EXTRACT PROVIDED =
Since March 1, Massachusetts school teacher B.J. Hill, 32, has been walking across the country in near Kerouacian fashion — though, unlike Sal Paradise, Hill has a greater mission than apple pie and Mexican trollops. He’s collecting messages for the next US president, whoever that may be, from everyday American constituents. After nearly nine months on the road, Hill estimates that he’s collected a few thousand messages, long and short, positive and negative, in a variety of languages. Hill’s cross-country route, a gentle S-curve from west to east via Middle America, began in San Francisco.
“Once I got that first message, on the Golden Gate Bridge, it turned into something that was more than me; it was a responsibility,” he says. “If I was doing this just to do it, I would have quit somewhere in Nevada. But the president doesn’t want to meet the person who almost walked across the country.”
Hill’s self-imposed mission might sound like the delusional musings of a rose-colored patriot, but he’s already completed a similar one. In 2006, he walked diagonally across Massachusetts, from the tippity-top northwest corner to the top of Cape Cod, collecting hundreds of messages for the soon-to-be-governor, Deval Patrick, who accepted the book of concerns and well-wishes and subsequently added it to the government archives.
Political discussions with citizens from all parts of the country might have an influence on some voters, but Hill, who plans to cast his vote for president via absentee ballot, is a registered Independent who remains undecided.

Location identification items
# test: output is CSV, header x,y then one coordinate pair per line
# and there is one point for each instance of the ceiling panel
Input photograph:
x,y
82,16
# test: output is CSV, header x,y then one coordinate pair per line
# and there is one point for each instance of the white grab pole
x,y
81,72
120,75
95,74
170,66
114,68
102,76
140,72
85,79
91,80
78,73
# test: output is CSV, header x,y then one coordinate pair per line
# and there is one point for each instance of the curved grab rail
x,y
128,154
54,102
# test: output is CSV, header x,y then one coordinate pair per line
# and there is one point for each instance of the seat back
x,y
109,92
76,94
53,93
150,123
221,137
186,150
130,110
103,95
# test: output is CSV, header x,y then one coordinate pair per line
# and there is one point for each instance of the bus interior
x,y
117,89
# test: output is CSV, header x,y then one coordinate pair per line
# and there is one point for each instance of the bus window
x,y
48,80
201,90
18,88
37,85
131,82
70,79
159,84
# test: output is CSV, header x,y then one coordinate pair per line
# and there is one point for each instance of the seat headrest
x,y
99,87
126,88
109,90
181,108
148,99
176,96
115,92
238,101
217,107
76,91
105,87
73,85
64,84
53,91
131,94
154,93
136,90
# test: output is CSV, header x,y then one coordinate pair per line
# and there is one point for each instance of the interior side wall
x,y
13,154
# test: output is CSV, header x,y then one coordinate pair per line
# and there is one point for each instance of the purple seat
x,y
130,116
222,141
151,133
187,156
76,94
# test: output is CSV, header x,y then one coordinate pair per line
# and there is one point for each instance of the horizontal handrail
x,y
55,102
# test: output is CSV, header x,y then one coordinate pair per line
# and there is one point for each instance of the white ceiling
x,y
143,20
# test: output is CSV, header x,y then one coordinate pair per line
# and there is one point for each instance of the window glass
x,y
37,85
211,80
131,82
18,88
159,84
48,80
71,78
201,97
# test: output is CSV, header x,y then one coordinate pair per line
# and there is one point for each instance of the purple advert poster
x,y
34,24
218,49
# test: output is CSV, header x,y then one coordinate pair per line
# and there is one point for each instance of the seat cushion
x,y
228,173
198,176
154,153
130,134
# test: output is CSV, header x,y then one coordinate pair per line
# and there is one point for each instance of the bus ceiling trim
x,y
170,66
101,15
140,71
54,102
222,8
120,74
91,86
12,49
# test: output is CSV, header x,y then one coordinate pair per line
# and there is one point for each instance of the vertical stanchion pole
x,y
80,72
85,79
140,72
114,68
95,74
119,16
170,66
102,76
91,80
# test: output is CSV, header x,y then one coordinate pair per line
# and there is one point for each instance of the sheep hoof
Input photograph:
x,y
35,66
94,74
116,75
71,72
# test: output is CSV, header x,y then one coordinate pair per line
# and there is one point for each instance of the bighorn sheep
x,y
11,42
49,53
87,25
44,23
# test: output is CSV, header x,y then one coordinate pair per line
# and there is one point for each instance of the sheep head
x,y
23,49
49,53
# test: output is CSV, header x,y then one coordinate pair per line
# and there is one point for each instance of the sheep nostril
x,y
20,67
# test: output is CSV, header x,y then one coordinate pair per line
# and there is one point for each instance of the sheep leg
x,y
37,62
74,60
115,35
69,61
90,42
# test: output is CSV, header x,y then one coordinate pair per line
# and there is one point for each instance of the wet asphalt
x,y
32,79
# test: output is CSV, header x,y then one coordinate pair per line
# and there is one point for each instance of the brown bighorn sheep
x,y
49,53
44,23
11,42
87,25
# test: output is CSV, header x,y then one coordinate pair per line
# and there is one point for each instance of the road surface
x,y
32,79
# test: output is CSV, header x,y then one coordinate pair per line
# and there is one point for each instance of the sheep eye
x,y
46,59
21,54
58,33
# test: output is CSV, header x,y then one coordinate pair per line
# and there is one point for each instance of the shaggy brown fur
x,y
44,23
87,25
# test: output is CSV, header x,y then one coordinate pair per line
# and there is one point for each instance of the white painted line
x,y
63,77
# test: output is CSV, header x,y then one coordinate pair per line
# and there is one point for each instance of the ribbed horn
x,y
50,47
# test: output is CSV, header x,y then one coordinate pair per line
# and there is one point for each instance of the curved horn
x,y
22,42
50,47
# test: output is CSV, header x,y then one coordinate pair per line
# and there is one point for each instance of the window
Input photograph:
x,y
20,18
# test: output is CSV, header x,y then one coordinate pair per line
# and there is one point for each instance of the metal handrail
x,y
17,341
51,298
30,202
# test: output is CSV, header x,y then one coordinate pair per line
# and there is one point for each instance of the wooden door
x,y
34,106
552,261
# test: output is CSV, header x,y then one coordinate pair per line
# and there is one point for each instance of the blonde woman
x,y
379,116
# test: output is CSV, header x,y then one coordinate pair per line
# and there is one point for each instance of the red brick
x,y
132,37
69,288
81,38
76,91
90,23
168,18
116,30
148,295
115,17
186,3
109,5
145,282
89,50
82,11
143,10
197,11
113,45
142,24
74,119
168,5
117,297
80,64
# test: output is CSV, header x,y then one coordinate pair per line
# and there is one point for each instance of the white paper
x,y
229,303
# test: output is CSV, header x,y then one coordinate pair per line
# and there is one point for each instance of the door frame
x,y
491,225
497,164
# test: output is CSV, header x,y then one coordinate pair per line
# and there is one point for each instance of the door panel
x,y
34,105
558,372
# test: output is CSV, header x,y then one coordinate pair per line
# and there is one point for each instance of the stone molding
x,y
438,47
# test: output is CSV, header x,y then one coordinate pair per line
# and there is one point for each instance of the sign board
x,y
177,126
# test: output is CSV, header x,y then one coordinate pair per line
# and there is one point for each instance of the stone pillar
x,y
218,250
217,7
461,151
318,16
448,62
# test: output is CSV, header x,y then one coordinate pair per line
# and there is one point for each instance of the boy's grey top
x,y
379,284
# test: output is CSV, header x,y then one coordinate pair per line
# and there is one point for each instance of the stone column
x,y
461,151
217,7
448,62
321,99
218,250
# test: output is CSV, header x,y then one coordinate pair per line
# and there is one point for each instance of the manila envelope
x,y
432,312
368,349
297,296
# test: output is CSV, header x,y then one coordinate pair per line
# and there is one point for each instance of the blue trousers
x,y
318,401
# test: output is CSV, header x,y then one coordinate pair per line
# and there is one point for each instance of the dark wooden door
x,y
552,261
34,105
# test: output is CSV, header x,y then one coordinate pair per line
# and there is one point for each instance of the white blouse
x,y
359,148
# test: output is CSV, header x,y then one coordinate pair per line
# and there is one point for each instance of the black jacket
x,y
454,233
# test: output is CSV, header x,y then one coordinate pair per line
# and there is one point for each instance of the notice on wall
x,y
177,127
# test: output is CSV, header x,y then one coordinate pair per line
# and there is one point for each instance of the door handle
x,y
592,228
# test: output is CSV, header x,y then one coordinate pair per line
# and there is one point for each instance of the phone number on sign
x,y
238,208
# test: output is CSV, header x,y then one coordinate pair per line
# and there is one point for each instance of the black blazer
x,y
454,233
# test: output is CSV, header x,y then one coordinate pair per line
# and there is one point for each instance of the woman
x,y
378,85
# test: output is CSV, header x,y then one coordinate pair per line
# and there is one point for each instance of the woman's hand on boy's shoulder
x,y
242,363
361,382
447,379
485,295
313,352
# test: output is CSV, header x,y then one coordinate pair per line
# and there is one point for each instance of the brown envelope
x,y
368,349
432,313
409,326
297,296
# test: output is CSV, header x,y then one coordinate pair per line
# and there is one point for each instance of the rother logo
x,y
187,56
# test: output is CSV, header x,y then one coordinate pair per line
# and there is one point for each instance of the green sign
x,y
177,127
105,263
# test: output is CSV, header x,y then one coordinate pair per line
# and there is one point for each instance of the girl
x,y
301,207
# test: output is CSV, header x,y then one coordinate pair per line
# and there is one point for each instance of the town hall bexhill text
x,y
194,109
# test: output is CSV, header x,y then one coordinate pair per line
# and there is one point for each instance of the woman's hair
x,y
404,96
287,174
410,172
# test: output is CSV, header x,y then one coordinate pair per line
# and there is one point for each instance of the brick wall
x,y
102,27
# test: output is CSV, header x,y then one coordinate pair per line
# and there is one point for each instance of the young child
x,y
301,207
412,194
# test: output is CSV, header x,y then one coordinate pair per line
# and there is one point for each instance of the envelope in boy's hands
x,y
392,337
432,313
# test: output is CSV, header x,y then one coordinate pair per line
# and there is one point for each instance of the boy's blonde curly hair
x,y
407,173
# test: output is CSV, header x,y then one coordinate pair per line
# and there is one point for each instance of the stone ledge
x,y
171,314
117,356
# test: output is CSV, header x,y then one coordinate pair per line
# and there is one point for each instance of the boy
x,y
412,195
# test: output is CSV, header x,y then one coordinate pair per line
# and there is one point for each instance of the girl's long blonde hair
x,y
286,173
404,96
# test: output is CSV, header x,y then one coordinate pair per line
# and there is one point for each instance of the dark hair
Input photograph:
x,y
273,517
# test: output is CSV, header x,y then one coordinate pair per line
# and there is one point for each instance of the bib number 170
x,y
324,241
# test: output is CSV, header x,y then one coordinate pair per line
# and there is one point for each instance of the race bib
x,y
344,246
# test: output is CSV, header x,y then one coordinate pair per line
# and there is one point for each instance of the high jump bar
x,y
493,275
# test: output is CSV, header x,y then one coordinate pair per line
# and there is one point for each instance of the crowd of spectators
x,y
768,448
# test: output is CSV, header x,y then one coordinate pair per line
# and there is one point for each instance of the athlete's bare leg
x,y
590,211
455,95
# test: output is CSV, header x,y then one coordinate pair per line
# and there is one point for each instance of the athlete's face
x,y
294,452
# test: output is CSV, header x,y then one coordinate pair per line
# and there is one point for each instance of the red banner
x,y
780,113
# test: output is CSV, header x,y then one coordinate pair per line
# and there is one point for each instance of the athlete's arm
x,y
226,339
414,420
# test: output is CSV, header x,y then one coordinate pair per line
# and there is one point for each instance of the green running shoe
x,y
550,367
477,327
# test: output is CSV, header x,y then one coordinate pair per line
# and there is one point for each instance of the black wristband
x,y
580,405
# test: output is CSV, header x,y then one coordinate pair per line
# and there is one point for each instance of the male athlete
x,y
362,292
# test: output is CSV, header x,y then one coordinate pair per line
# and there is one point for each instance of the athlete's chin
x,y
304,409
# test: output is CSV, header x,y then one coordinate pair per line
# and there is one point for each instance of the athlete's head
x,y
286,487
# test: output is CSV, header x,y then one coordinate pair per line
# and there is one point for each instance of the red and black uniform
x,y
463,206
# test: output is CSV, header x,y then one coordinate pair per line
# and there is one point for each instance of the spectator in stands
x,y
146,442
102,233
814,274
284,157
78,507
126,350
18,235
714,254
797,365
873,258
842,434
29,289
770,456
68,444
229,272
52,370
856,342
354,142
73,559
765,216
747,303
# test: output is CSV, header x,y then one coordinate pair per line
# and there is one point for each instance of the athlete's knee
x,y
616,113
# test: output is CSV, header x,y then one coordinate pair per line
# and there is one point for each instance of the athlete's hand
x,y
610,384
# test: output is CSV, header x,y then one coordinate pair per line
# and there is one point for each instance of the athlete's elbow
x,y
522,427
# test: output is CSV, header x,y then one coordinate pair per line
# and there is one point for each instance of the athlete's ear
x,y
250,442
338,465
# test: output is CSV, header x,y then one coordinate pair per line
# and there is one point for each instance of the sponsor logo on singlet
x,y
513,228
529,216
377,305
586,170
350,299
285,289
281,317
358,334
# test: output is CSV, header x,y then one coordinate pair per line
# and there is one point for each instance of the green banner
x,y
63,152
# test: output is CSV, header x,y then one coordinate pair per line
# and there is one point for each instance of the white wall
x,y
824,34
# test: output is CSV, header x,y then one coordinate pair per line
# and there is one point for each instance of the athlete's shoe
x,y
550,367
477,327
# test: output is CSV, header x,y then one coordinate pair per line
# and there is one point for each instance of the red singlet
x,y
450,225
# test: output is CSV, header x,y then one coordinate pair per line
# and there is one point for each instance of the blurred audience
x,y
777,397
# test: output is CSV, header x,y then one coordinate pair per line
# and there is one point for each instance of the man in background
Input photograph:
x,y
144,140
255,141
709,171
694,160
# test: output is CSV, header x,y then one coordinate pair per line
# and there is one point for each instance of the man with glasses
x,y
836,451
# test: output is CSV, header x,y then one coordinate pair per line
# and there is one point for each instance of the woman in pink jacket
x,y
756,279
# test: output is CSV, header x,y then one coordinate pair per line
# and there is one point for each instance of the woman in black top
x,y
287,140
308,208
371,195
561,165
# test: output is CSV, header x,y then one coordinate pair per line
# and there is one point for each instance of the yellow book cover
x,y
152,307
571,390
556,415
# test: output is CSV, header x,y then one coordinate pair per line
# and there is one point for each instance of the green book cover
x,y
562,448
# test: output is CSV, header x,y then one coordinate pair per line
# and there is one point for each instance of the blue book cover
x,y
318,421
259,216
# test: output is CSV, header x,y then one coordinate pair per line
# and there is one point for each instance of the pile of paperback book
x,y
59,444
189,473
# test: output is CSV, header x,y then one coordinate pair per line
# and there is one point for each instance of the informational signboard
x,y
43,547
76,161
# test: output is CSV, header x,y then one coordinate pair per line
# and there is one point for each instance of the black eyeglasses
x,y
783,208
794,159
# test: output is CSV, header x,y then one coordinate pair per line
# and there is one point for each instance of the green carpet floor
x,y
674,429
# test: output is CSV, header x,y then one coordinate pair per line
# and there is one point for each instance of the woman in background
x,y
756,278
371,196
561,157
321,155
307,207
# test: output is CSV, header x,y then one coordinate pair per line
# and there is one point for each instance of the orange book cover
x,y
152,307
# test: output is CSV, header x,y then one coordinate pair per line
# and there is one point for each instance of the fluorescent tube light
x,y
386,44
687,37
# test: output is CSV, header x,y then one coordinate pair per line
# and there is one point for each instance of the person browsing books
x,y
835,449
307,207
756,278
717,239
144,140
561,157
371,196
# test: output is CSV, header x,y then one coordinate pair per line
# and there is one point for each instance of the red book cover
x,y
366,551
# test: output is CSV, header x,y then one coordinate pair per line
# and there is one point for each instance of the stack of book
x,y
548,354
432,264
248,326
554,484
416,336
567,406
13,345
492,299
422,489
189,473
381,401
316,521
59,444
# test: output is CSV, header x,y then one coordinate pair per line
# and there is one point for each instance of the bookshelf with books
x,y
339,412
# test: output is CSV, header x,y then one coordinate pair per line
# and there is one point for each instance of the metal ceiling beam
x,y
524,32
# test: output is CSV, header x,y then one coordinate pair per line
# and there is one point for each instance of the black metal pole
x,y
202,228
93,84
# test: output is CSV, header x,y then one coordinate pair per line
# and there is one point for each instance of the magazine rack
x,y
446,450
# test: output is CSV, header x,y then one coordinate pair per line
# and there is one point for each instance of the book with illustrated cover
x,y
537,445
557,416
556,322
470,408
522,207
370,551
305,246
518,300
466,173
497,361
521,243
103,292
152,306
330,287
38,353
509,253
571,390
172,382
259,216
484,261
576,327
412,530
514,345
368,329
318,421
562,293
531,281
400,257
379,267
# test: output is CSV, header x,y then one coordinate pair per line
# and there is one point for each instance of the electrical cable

TASK TO COMPLETE =
Return the passage from "Political discussions with" to "who remains undecided." in the article above about B.J. Hill's cross-country walk, copied word for word.

FULL OUTPUT =
Political discussions with citizens from all parts of the country might have an influence on some voters, but Hill, who plans to cast his vote for president via absentee ballot, is a registered Independent who remains undecided.